» **WRITTEN TASKS**:
(A) Transcribe the part of the Kubernetes scheduling exercises that opens with the words containing "Table of Contents¶" and closes with "it using nodeSelector.".
(B) What comes next in the Kubernetes scheduling exercises? Write the next part, starting where the text stops.

» **EXCERPTED PASSAGE**:
• • • • • • •
Kubernetes Scheduling Tasks¶
- Hands-on Kubernetes exercises covering Node Affinity, Pod Affinity, Pod Anti-Affinity, Taints, Tolerations, and Topology Spread Constraints.
- Each task includes a description, scenario, and a detailed solution with step-by-step instructions.
- Practice these tasks to master fine-grained Pod placement and scheduling strategies.
Table of Contents¶
- 01. Label Nodes and Use nodeSelector
- 02. Required Node Affinity with Multiple Labels
- 03. Preferred Node Affinity with Weights
- 04. Pod Anti-Affinity for High Availability
- 05. Pod Affinity to Co-Locate Services
- 06. Taint a Node and Add a Toleration
- 07. NoExecute Taint with tolerationSeconds
- 08. Topology Spread Constraints
- 09. Combine Node Affinity with Taints
- 10. Debug a Pending Pod
01. Label Nodes and Use nodeSelector¶
Add a custom label to a node and schedule a Pod on it using nodeSelector.
Scenario:¶
◦ You have a node with SSD storage and want to ensure a database Pod only runs on it. ◦ nodeSelector is the simplest scheduling constraint.
Hint: kubectl label nodes, then use spec.nodeSelector in the Pod spec.
• • • • • • •
» **SOURCE DATA**:
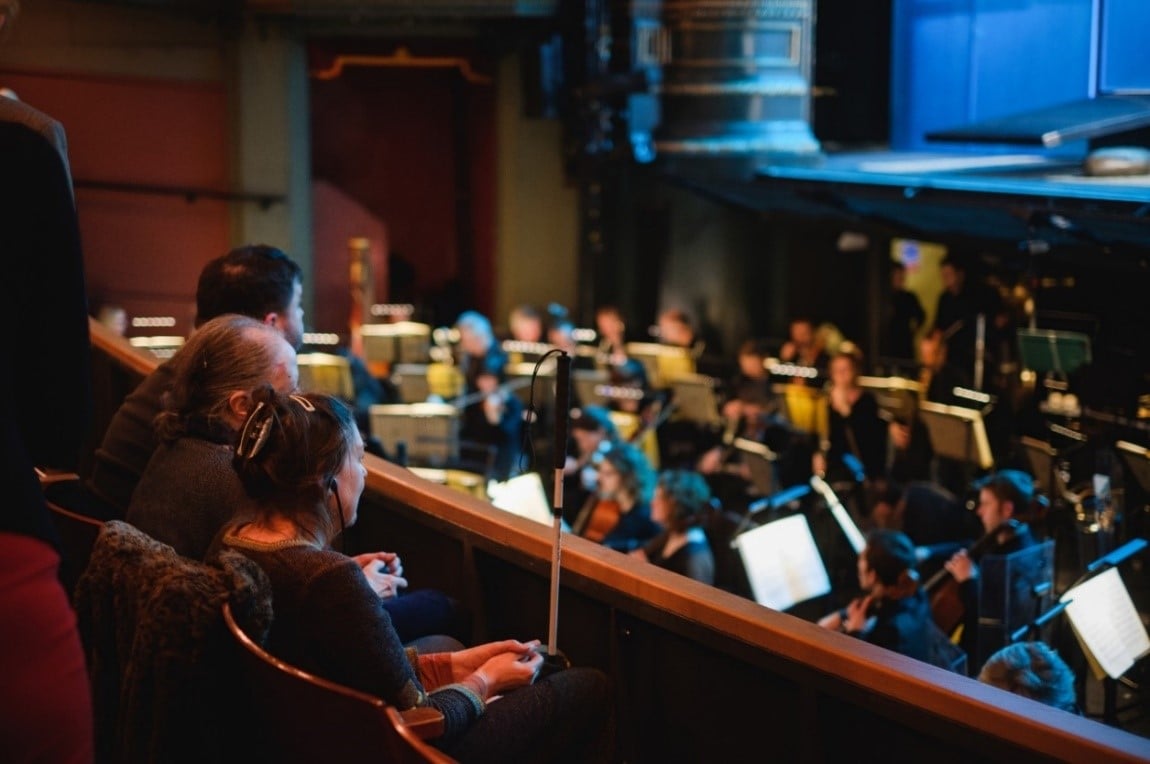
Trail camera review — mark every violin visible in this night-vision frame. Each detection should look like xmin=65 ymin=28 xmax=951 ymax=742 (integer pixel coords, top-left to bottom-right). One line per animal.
• • • • • • •
» **SET OF ANSWERS**:
(A)
Table of Contents¶
- 01. Label Nodes and Use nodeSelector
- 02. Required Node Affinity with Multiple Labels
- 03. Preferred Node Affinity with Weights
- 04. Pod Anti-Affinity for High Availability
- 05. Pod Affinity to Co-Locate Services
- 06. Taint a Node and Add a Toleration
- 07. NoExecute Taint with tolerationSeconds
- 08. Topology Spread Constraints
- 09. Combine Node Affinity with Taints
- 10. Debug a Pending Pod
01. Label Nodes and Use nodeSelector¶
Add a custom label to a node and schedule a Pod on it using nodeSelector.

(B)
Solution
# 1. List nodes
kubectl get nodes
# 2. Label a node
kubectl label nodes <node-name> disk-type=ssd
# 3. Create a Pod with nodeSelector
cat <<'EOF' | kubectl apply -f -
apiVersion: v1
kind: Pod
metadata:
name: ssd-pod
spec:
nodeSelector:
disk-type: ssd
containers:
- name: app
image: nginx:1.25
EOF
# 4. Verify the Pod landed on the correct node
kubectl get pod ssd-pod -o wide
# 5. Cleanup
kubectl delete pod ssd-pod
kubectl label nodes <node-name> disk-type-
02. Required Node Affinity with Multiple Labels¶
Schedule a Pod that requires nodes with BOTH environment=production AND zone=us-east labels.
Scenario:¶
◦ Your production workload must run in a specific zone on production-labeled nodes. ◦ Node Affinity with the In operator lets you express this constraint.
Hint: Use requiredDuringSchedulingIgnoredDuringExecution with multiple matchExpressions in a single nodeSelectorTerms entry.
Solution
# 1. Label nodes
kubectl label nodes <node-name> environment=production zone=us-east
# 2. Create the Pod
cat <<'EOF' | kubectl apply -f -
apiVersion: v1
kind: Pod
metadata:
name: prod-east-pod
spec:
affinity:
nodeAffinity:
requiredDuringSchedulingIgnoredDuringExecution:
nodeSelectorTerms:
- matchExpressions:
- key: environment
operator: In
values: [production]
- key: zone
operator: In
values: [us-east]
containers:
- name: app
image: nginx:1.25
EOF
# 3. Verify
kubectl get pod prod-east-pod -o wide
kubectl describe pod prod-east-pod | grep "Node:"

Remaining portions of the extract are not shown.